--- begin Records provided ---

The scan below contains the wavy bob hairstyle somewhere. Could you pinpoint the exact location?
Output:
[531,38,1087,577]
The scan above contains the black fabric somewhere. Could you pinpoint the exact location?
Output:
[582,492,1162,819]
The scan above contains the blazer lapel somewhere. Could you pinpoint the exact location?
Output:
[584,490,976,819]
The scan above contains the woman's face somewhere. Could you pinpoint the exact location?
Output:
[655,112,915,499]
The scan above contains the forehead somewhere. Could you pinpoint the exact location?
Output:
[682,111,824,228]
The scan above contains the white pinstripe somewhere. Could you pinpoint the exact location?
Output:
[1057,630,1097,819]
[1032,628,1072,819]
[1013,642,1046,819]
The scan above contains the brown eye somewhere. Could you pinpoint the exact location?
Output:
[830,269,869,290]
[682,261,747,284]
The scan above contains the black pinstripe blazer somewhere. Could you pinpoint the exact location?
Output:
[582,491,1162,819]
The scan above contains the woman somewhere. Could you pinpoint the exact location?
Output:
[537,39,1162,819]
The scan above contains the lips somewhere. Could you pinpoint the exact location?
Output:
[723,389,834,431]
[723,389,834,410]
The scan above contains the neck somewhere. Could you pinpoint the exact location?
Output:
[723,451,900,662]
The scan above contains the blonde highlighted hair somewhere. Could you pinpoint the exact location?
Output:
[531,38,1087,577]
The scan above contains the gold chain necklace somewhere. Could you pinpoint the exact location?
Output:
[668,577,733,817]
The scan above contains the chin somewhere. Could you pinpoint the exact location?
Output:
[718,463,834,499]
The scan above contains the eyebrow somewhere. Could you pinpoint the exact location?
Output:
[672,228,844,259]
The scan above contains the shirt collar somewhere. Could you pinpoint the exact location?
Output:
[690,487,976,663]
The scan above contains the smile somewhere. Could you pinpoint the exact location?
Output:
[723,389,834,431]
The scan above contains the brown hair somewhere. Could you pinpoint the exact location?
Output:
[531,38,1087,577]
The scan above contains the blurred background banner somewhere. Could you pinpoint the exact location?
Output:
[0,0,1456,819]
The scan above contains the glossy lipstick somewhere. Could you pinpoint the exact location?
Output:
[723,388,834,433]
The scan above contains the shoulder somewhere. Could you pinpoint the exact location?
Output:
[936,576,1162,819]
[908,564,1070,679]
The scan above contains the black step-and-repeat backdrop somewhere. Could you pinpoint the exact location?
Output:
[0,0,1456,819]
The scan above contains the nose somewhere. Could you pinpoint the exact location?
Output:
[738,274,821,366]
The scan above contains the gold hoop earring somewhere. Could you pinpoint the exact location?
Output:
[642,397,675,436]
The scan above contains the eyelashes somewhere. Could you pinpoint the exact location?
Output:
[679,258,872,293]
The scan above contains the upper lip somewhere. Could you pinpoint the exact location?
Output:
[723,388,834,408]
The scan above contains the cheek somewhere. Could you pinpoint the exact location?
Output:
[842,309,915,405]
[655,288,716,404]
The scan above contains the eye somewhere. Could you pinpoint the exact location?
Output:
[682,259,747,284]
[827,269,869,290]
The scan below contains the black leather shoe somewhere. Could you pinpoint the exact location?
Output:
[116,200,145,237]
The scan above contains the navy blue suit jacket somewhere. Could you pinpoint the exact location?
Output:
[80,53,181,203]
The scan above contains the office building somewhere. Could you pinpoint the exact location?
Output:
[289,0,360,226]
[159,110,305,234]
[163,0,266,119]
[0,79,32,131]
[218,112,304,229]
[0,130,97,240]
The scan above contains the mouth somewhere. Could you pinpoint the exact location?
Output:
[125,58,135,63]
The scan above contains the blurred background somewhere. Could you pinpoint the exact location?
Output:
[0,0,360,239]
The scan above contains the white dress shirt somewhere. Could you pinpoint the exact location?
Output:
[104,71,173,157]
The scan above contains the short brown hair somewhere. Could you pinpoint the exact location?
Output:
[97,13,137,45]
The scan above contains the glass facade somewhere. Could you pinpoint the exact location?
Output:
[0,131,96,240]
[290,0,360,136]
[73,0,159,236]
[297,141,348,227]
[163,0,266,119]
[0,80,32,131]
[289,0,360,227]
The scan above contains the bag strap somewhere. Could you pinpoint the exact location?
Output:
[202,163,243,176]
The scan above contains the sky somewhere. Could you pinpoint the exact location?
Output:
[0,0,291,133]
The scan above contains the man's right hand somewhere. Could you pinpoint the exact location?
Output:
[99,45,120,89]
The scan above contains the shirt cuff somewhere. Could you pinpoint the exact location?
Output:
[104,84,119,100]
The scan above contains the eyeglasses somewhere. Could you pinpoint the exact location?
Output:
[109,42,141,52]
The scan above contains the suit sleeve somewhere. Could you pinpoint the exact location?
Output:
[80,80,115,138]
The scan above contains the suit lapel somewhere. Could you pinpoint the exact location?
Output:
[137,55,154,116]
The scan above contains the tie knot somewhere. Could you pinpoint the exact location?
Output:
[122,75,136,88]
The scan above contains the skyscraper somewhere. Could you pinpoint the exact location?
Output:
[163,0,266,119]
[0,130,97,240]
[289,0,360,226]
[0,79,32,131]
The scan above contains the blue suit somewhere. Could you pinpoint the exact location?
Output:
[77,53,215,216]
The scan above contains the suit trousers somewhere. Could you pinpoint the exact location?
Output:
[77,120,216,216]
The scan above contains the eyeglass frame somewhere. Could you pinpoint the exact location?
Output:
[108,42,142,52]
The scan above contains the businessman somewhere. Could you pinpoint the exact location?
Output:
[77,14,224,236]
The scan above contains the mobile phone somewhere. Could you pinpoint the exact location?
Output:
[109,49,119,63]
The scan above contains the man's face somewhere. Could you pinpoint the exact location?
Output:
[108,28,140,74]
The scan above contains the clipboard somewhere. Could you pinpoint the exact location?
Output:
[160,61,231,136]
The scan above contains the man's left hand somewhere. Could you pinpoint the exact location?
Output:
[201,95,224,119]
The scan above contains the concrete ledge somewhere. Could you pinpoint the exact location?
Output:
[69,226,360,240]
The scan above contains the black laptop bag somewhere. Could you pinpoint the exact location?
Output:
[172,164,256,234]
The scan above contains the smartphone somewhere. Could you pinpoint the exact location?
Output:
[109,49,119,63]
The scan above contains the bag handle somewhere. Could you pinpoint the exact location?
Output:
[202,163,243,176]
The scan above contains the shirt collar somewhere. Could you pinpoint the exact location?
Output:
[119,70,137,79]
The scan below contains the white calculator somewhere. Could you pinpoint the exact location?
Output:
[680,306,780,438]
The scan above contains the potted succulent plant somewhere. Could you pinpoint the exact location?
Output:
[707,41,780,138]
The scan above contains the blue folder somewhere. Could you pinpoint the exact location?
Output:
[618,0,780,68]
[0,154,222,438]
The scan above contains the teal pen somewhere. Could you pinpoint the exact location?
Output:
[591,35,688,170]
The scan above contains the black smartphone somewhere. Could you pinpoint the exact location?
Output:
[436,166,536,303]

--- end Records provided ---

- [Objective]: Put all of the rows above into a two-column CSV with the columns "text" and "answer", giving one line to each row. Enclose every field in double quotes and replace any line breaks within a field with spaces.

- [Worked answer]:
text,answer
"The scan below contains the wavy bob hairstyle somewhere. Could you pinpoint the exact location? Output:","[531,38,1087,577]"
"The scan above contains the black fabric somewhere. Could you pinpoint the exact location? Output:","[582,492,1162,819]"
"The scan above contains the blazer lapel somewhere. Could you pinpoint the exact location? Output:","[584,490,976,819]"
"The scan above contains the woman's face somewhere. Could you pinpoint the exact location? Output:","[655,112,915,499]"
"The scan above contains the forehead somewhere. Could you pinpoint the exact location? Output:","[682,111,824,228]"
"The scan above contains the white pinstripe somewhere. Could you pinpoint the exact location? Output:","[1057,630,1097,819] [1032,628,1072,819] [1013,642,1046,819]"
"The scan above contains the brown eye somewhere. Could you pinpoint the exact location? Output:","[830,269,869,290] [682,261,747,284]"
"The scan above contains the black pinstripe blazer somewhere. Could you pinpoint the exact location? Output:","[582,491,1162,819]"
"The scan above contains the woman somewhere. Could you pinpoint the exact location? Output:","[537,39,1162,819]"
"The scan above contains the lips somewhere. Could you pinpoint the exact location? Output:","[723,389,834,431] [723,389,834,410]"
"The scan above contains the neck somewhere. Could you pinpoint the exact location? Output:","[723,451,900,662]"
"The scan above contains the blonde highlighted hair somewhere. Could you pinpoint the exact location? Output:","[531,38,1087,577]"
"The scan above contains the gold chain necklace somewhere. Could you pinpoint the exact location? Output:","[668,577,733,817]"
"The scan above contains the chin somewhere. Could you pinpoint the exact location? Output:","[718,463,834,499]"
"The scan above contains the eyebrow somewhere. Could you pinpoint the exact location? Output:","[672,228,844,259]"
"The scan above contains the shirt collar somewhere. Could you pinpoint the exact location? Output:","[690,487,976,663]"
"The scan above contains the smile somewhere. Could you pinpoint the exact location? Output:","[723,389,834,431]"
"The scan above contains the brown hair somewhere. Could you pinpoint the exact location? Output:","[531,38,1087,577]"
"The scan above contains the blurred background banner somewhere. Could you pinpoint the exact location? Output:","[0,0,1456,819]"
"The scan above contains the glossy lipstick somewhere. Could you pinpoint the exact location? Output:","[723,388,834,433]"
"The scan above contains the shoulder somewhere. Could you pinpoint the exact location? Output:","[936,576,1162,819] [908,564,1070,679]"
"The scan above contains the black step-and-repeat backdrop somewhere. Could you pinpoint the exact location? Output:","[0,0,1456,819]"
"The scan above contains the nose somewhere. Could you pinpoint the exact location? Output:","[738,274,821,366]"
"The scan above contains the gold hoop earring somewhere. Could you pinpoint the exact location? Output:","[642,397,675,436]"
"The scan above contains the eyelashes somewhere. Could you pinpoint the exact location? Output:","[679,258,872,293]"
"The scan above contains the upper lip somewhere. Could you pinpoint the exact location? Output:","[723,388,834,408]"
"The scan above contains the cheek somewhere. Could you pinpoint the exact location? Output:","[842,309,915,405] [655,288,716,404]"
"The scan above contains the eye somewhere. Could you pinpoint the exact location? Output:","[682,259,747,284] [827,269,869,290]"
"The scan below contains the black leather shoe somewhere. Could you pinpoint the exact location? Output:","[116,200,145,237]"
"The scan above contains the navy blue suit jacket somewhere. Could you pinpoint the exact location? Output:","[80,53,181,203]"
"The scan above contains the office building somewhere. Could you pinpoint the exact location? Output:","[289,0,360,226] [159,110,305,234] [163,0,266,119] [0,79,32,131] [218,112,304,229] [0,130,97,240]"
"The scan above contains the mouth somewhere. Could you pinpoint the exact location? Output:","[125,58,135,63]"
"The scan above contains the blurred background somewhere. Could you pinpoint the exact location? Output:","[0,0,360,239]"
"The scan above contains the white dress shirt somewhere. Could you pinpoint the exact location? Output:","[104,71,173,157]"
"The scan above contains the short brown hair somewhere. Could you pinpoint the exact location? Output:","[97,13,137,45]"
"The scan above contains the glass facade somewhere. Could you pinpoint the exact location? Output:","[0,131,96,240] [290,0,360,136] [73,0,159,236] [297,141,348,227] [163,0,266,119] [0,80,32,131] [289,0,360,227]"
"The scan above contains the bag strap somewhere. Could you pinpoint the exact location? Output:","[202,163,243,176]"
"The scan above contains the sky somewhere. Could you pinpoint the exact location? Output:","[0,0,291,133]"
"The scan above contains the man's right hand somewhere. Could you pinpoint the exact location? Output:","[99,45,120,89]"
"The scan above contains the shirt cuff somewhere. Could you pinpoint the exact location? Output:","[104,84,119,100]"
"The scan above contains the eyeglasses somewhere. Could you pinpoint the exact location? Output:","[109,42,141,52]"
"The scan above contains the suit sleeve somewhere. Could you pinpoint the exact location? Output:","[80,80,115,138]"
"The scan above contains the suit lapel somewhere. Could you pinpoint the exact location? Output:","[137,55,154,116]"
"The scan above contains the tie knot somewhere. Could you pinpoint the exact location? Output:","[122,75,136,88]"
"The scan above contains the skyscraper somewhere. Could you pinpoint the exact location? Output:","[163,0,266,119] [0,130,97,240] [289,0,360,226] [0,79,32,131]"
"The scan above contains the blue suit somewhere. Could you pinpoint the exact location? Output:","[77,53,215,216]"
"The scan above contains the suit trousers somewhere. Could you pinpoint the exact location? Output:","[77,120,216,216]"
"The scan above contains the eyeglass frame somewhere. Could you pinpoint the exact location? Output:","[108,42,142,52]"
"The scan above contains the businessman somewhere. Could you pinpoint the exact location? Output:","[77,14,224,236]"
"The scan above contains the mobile phone somewhere. Could you pinpoint the exact location? Output:","[109,49,119,63]"
"The scan above contains the man's face somewhere. Could you pinpoint the exact location? Output:","[108,28,140,74]"
"The scan above contains the clipboard somewhere. Could you pinpoint the exact location? Output:","[160,61,231,136]"
"The scan above contains the man's left hand somewhere. Could you pinpoint the exact location? Output:","[201,95,224,119]"
"The scan above contains the concrete ledge somewhere. Could you pinpoint the exact location? Output:","[69,226,360,240]"
"The scan above contains the black laptop bag somewhere. Could you pinpoint the exact location? Output:","[172,164,256,234]"
"The scan above contains the smartphone somewhere. Could you pinpoint the exact location? Output:","[109,49,119,63]"
"The scan above contains the bag handle somewhere. Could you pinpoint the exact location? Output:","[202,163,243,176]"
"The scan above contains the shirt collar somewhere. Could you pinpoint the exact location? Output:","[119,70,137,79]"
"The scan below contains the white calculator somewhere. Could you pinpoint the exact location? Output:","[680,306,780,438]"
"The scan above contains the potted succulent plant somewhere. Could you pinpoint the exact location? Output:","[707,41,780,138]"
"The scan above contains the blue folder somewhere. Could you pinpoint the exact location? Output:","[618,0,780,68] [0,154,222,438]"
"The scan above contains the teal pen somewhere. Could you pinpoint the exact location? Output:","[591,35,688,170]"
"The scan above contains the black smartphone somewhere. Could you pinpoint the exact location? Output:","[436,166,536,303]"